## TASK DIRECTIONS
Copy out exactly each line from the line with "Where can you spot the sandy" through the last line of the material below.
[BEGIN]
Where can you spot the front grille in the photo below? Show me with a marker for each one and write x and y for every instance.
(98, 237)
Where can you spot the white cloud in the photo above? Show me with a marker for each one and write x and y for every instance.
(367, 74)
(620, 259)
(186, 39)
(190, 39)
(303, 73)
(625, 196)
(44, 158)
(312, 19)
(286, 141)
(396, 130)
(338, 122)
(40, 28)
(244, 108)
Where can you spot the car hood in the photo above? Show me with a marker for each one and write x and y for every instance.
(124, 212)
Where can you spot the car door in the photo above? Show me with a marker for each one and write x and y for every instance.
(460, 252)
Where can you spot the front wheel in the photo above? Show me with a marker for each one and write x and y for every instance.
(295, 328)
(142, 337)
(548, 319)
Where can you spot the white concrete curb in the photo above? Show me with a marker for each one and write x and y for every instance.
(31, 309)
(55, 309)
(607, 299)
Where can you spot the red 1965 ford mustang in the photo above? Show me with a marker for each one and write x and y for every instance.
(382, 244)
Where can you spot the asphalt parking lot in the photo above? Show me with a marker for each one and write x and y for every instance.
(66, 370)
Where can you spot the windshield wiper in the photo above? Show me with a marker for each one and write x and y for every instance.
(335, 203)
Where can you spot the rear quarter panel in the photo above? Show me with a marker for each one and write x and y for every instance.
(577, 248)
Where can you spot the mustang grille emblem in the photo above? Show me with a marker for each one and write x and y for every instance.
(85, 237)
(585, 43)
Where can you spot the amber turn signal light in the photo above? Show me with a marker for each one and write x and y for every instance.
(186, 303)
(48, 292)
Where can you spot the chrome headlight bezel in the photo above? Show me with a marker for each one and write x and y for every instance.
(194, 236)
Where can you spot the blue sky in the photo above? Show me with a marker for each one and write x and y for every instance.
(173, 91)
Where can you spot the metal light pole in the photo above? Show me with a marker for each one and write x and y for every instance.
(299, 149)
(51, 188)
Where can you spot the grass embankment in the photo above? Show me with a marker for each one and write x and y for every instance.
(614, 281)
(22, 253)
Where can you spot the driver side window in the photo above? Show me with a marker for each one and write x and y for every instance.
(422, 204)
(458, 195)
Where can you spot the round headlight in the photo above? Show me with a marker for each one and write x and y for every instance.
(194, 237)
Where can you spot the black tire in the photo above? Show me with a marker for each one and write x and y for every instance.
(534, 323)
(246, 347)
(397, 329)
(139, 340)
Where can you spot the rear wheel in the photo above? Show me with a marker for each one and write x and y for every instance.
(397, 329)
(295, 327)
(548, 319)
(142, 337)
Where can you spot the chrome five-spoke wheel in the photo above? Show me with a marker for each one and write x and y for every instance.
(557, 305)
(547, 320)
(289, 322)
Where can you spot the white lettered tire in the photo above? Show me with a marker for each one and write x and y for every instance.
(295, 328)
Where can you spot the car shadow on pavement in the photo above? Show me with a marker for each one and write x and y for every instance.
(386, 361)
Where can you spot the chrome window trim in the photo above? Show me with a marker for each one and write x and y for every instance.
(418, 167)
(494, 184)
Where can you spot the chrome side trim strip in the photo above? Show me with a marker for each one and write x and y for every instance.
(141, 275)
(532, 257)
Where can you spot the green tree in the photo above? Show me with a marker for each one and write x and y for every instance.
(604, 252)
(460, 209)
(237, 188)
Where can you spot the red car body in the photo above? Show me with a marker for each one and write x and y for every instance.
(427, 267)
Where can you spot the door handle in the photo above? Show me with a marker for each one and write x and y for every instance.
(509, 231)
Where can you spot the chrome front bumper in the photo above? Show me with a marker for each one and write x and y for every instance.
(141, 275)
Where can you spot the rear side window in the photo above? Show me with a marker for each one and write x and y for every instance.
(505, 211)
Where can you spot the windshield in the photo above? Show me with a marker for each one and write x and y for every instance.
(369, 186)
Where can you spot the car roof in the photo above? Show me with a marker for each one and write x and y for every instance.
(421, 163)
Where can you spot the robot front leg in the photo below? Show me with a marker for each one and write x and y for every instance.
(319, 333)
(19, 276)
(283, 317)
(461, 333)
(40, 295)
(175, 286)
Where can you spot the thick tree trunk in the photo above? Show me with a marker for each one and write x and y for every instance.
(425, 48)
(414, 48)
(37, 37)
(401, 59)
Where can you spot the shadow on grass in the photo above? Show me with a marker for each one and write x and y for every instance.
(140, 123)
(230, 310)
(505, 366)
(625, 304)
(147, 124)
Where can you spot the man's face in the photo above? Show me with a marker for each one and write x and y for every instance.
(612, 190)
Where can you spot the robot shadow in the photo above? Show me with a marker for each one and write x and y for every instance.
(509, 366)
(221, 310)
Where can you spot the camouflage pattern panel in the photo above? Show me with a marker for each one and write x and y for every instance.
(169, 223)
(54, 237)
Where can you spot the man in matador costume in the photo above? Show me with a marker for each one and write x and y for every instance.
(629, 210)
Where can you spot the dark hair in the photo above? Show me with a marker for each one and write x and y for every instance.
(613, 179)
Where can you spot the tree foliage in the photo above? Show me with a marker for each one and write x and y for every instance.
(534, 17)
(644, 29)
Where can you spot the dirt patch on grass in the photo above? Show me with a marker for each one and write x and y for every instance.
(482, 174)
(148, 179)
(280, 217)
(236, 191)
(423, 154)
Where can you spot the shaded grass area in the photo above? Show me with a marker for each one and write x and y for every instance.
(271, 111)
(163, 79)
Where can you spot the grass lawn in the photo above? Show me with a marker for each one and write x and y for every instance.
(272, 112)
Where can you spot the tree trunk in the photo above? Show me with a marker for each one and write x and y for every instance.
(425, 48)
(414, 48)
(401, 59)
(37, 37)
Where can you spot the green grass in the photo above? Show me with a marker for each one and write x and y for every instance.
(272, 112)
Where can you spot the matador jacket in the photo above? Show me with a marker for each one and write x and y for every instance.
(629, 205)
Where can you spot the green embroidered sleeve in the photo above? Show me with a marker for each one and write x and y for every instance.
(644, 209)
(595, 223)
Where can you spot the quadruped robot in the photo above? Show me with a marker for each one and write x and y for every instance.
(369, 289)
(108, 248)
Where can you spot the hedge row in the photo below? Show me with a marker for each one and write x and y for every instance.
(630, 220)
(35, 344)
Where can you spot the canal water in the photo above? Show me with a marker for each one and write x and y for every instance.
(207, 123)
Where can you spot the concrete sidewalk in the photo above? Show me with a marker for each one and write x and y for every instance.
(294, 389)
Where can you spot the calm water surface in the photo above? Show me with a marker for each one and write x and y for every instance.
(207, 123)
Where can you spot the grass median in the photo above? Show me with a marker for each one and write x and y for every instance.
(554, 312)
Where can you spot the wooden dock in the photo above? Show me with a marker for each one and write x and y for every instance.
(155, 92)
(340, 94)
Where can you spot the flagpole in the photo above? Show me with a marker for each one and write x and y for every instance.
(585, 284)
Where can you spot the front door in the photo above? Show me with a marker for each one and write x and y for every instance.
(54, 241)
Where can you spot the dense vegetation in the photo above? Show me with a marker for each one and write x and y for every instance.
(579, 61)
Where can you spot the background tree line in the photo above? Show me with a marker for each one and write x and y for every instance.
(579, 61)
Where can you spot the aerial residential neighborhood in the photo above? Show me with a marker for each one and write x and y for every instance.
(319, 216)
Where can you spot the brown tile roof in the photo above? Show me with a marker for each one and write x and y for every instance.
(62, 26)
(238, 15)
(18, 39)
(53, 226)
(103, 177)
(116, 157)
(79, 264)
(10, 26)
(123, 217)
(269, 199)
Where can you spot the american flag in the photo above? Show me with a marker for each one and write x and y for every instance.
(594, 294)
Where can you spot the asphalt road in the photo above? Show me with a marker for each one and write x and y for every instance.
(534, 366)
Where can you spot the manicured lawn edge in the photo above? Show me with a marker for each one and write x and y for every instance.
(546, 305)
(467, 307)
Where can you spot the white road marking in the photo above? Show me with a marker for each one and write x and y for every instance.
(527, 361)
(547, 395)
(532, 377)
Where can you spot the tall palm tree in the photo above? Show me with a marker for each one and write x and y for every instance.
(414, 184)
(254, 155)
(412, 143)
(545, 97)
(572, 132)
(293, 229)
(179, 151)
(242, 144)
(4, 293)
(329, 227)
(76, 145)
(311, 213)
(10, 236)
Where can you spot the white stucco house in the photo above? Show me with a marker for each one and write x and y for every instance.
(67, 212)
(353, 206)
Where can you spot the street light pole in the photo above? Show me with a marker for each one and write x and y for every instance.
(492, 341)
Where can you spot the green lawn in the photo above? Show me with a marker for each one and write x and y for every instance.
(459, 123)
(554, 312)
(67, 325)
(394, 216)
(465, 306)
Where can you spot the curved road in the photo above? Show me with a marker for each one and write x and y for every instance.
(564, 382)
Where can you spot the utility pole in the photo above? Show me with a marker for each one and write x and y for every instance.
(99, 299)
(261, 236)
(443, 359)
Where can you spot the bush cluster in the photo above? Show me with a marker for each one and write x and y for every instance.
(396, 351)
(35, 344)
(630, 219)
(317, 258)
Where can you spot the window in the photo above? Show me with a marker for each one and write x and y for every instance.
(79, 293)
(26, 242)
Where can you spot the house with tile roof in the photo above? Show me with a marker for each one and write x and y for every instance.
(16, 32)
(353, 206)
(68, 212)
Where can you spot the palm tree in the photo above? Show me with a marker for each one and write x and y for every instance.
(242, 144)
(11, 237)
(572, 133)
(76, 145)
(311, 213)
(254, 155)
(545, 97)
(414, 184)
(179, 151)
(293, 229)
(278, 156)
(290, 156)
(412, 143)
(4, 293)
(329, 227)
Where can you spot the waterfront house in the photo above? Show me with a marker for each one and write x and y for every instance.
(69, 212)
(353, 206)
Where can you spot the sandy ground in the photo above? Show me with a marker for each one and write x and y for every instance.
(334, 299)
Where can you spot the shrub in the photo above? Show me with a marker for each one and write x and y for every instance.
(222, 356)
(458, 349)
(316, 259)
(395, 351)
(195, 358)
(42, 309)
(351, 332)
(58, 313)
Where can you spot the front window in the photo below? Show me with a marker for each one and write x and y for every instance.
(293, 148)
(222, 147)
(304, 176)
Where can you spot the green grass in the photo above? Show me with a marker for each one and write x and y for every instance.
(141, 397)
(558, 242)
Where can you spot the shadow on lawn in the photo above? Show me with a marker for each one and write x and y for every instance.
[END]
## WRITTEN RESPONSE
Where can you spot the sandy ground in the photo above? Show me with a marker for each one and write x and y for every instance.
(334, 299)
Where can you spot the shrub in the photo above? Show me with a marker for each one and write x and y for every instance.
(222, 356)
(458, 349)
(316, 259)
(395, 351)
(195, 358)
(42, 309)
(351, 332)
(58, 313)
Where can you spot the front window in the photo below? Show me with a marker for each one and write x and y for every instance.
(293, 148)
(222, 147)
(304, 176)
Where can you spot the green grass in the photo above? Show me with a marker for each one and write x and y for every instance.
(141, 397)
(558, 242)
Where can you spot the shadow on lawn in the photo above? Show me with a marker for each one and write x and y for every instance.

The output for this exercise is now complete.